[What to produce]:
Which lines in the items below contain the string "Match"? Report each of those lines in full.

[Image object location items]:
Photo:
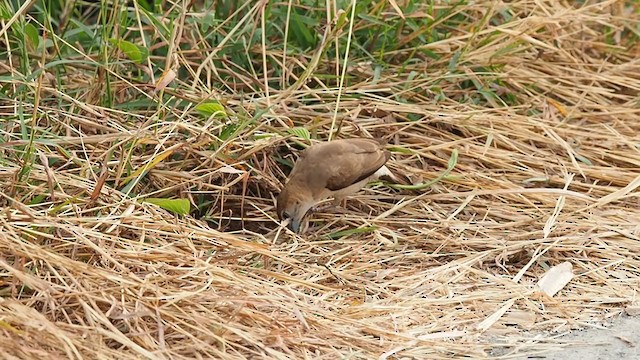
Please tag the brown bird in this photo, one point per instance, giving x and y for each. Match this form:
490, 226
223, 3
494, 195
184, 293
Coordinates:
334, 169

[Reply]:
Please tag the brown bird in this photo, one point per instance, giving x and y for each. Match this form:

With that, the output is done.